◆ Challenge
Write what follows the header of the mailing list reply about preferring fully-idle SMT cores in idle selection.

◆ Extract
****************
Re: [PATCH 1/2] sched/fair: Prefer fully-idle SMT cores in asym-capacity idle selection

The Linux Kernel Mailing List
 help / color / mirror / Atom feed

From: Andrea Righi <arighi@nvidia.com>
To: K Prateek Nayak <kprateek.nayak@amd.com>
Cc: Dietmar Eggemann <dietmar.eggemann@arm.com>,
	Ingo Molnar <mingo@redhat.com>,
	Peter Zijlstra <peterz@infradead.org>,
	Juri Lelli <juri.lelli@redhat.com>,
	Vincent Guittot <vincent.guittot@linaro.org>,
	Steven Rostedt <rostedt@goodmis.org>,
	Ben Segall <bsegall@google.com>, Mel Gorman <mgorman@suse.de>,
	Valentin Schneider <vschneid@redhat.com>,
	Christian Loehle <christian.loehle@arm.com>,
	Koba Ko <kobak@nvidia.com>,
	Felix Abecassis <fabecassis@nvidia.com>,
	Balbir Singh <balbirs@nvidia.com>,
	Shrikanth Hegde <sshegde@linux.ibm.com>,
	linux-kernel@vger.kernel.org
Subject: Re: [PATCH 1/2] sched/fair: Prefer fully-idle SMT cores in asym-capacity idle selection
Date: Mon, 20 Apr 2026 10:36:22 +0200	[thread overview]
Message-ID: <aeXlhktdf3ruhMf3@gpd4> (raw)
****************
◆ Data rows
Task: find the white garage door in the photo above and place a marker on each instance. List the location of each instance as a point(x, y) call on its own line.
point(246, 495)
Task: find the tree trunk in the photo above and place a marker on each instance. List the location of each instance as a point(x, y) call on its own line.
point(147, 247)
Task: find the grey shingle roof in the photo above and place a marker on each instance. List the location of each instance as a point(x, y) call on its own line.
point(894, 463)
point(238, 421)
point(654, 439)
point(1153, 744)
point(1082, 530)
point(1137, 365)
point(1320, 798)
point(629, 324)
****************
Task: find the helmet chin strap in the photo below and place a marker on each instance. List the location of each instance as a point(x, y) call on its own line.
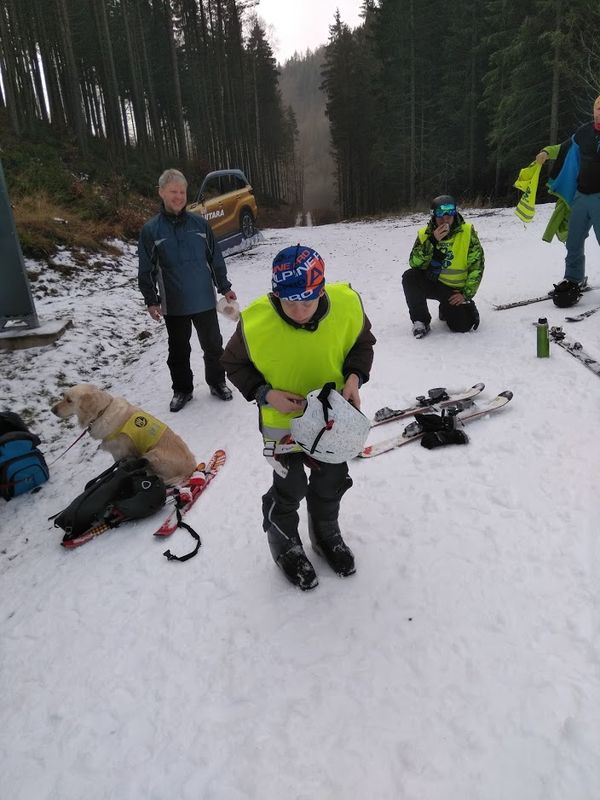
****************
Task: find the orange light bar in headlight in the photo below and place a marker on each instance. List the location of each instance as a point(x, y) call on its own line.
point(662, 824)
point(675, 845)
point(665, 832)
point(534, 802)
****************
◆ Solved exercise
In-Reply-To: <7313ba07-7b87-447c-9c48-2f6b2b53ac94@amd.com>

Hi Prateek,

On Mon, Apr 20, 2026 at 11:19:27AM +0530, K Prateek Nayak wrote:
> Hello Andrea,
> 
> On 4/18/2026 1:54 PM, Andrea Righi wrote:
> >>> @@ -7774,6 +7774,7 @@ static int select_idle_cpu(struct task_struct *p, struct sched_domain *sd, bool
> >>>  static int
> >>>  select_idle_capacity(struct task_struct *p, struct sched_domain *sd, int target)
> >>>  {
> >>> +	bool prefers_idle_core = sched_smt_active() && test_idle_cores(target);
> >>
> >> Somehow I miss a:
> >>
> >>     if (prefers_idle_core)
> >>         set_idle_cores(target, false)
> >>
> >> The one in select_idle_sibling() -> select_idle_cpu() isn't executed
> >> anymore in with ASYM_CPUCAPACITY.
> >>
> > 
> > Right, we need to add this as also pointed by Vincent.
> > 
> >>
> >> Another thing is that sic() iterates over CPUs sd_asym_cpucapacity
> >> whereas the idle core thing lives in sd_llc/sd_llc_shared. Both sd's are
> >> probably th same on your system.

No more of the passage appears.